Below are the records; copy exactly the stretch from the line containing "task | identify every instance of the ear" through the line containing "task | identify every instance of the man's", both ends included, and nothing else.
Segment Start: Records to use
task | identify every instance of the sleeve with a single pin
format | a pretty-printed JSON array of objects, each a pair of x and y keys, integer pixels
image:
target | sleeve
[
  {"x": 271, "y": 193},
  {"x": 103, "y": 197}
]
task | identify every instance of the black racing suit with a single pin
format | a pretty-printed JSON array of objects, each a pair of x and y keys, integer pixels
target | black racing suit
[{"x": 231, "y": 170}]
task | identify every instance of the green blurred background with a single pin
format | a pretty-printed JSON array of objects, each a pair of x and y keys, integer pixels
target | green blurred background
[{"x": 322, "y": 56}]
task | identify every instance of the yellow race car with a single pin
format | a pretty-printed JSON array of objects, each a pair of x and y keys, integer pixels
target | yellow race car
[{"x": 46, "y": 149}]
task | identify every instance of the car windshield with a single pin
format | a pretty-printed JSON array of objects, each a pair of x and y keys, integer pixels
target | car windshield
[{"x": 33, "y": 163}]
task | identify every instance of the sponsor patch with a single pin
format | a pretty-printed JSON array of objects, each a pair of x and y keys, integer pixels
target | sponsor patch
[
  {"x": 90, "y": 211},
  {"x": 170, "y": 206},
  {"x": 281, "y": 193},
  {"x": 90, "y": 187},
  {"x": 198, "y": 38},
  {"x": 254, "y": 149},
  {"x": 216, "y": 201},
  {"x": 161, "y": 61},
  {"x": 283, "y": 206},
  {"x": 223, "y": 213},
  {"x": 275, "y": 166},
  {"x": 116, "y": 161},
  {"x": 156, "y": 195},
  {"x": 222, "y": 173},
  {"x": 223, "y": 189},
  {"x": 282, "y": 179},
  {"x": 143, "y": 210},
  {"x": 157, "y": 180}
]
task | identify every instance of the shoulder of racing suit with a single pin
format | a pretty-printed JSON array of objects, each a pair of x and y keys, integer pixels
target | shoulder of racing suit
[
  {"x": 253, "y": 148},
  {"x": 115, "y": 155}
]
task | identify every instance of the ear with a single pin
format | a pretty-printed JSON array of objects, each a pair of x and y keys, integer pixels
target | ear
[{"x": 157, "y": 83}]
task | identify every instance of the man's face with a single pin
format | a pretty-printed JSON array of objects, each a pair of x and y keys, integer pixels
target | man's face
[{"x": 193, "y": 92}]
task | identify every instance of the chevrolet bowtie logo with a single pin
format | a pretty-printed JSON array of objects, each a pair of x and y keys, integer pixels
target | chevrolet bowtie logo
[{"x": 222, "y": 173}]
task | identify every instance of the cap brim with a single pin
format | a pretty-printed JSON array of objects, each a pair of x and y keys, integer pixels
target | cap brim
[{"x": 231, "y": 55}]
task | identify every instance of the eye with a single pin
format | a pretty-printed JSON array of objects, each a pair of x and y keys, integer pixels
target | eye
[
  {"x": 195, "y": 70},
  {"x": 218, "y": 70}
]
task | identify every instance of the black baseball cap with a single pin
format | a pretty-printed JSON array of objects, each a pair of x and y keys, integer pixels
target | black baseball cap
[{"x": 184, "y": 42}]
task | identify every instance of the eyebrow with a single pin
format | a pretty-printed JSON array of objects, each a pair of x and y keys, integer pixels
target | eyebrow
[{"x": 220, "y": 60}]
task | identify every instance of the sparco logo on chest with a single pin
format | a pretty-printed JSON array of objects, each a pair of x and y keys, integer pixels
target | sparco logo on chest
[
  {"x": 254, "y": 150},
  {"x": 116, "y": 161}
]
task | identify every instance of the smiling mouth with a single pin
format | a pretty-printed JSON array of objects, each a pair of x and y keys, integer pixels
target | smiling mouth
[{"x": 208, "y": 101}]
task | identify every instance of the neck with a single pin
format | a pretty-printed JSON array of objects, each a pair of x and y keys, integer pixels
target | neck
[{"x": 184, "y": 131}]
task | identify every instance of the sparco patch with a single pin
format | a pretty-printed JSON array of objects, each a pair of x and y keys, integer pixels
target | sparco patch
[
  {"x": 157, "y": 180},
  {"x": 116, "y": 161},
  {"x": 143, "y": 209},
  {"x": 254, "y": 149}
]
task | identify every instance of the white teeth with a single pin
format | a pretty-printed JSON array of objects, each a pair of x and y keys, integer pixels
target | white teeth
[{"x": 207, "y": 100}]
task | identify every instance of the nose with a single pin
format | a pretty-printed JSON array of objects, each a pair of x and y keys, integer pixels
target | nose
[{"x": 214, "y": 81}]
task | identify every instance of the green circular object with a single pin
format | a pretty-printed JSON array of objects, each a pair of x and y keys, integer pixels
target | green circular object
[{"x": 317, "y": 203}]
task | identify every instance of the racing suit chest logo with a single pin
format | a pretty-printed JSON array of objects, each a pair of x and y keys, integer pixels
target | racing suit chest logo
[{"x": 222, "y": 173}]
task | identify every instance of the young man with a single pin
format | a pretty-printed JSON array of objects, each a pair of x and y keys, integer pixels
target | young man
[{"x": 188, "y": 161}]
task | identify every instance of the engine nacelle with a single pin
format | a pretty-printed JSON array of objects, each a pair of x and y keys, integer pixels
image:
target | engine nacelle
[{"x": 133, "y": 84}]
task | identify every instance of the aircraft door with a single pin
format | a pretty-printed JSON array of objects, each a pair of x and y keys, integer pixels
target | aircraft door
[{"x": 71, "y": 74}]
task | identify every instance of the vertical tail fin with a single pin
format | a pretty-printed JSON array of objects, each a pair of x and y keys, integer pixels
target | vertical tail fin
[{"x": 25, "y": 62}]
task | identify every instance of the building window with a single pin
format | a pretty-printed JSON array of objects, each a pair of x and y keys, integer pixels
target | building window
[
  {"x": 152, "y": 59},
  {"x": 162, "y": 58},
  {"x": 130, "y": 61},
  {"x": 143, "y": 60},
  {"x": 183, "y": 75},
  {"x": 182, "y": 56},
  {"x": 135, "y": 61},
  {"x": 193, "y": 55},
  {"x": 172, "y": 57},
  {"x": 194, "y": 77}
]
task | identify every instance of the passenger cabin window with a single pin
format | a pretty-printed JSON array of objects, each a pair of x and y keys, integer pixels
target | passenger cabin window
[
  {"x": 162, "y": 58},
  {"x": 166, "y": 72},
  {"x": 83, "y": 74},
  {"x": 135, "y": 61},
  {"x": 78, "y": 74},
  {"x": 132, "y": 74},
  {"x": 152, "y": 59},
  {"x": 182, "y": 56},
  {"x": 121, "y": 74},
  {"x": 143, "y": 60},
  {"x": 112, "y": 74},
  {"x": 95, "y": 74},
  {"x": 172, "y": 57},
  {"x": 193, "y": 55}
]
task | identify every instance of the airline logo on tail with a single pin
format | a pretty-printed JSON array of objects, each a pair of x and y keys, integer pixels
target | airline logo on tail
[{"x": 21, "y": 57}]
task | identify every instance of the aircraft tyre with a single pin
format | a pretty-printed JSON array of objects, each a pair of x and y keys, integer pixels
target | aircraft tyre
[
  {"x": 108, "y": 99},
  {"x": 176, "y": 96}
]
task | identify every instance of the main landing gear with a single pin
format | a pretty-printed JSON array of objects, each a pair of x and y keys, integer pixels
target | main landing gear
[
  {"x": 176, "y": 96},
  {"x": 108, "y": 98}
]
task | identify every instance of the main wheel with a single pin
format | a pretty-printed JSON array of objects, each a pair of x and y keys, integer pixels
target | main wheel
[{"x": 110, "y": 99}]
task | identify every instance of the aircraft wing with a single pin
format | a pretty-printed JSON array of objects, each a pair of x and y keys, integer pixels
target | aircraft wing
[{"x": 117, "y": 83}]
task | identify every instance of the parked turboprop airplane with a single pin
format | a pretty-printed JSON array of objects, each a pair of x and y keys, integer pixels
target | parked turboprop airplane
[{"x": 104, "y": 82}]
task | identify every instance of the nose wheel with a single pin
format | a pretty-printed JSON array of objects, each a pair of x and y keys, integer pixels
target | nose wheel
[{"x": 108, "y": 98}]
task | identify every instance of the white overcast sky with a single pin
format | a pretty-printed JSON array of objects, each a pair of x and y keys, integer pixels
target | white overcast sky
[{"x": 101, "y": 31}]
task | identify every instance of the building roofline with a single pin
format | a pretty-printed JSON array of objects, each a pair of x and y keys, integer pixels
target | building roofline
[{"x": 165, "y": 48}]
Segment End: Records to use
_Answer to this problem_
task | identify every instance of the ear with a single pin
format | a pretty-printed JSON array of objects, each a pair of x and y keys, integer pixels
target | ear
[{"x": 157, "y": 83}]
task | identify every instance of the man's face with a single pin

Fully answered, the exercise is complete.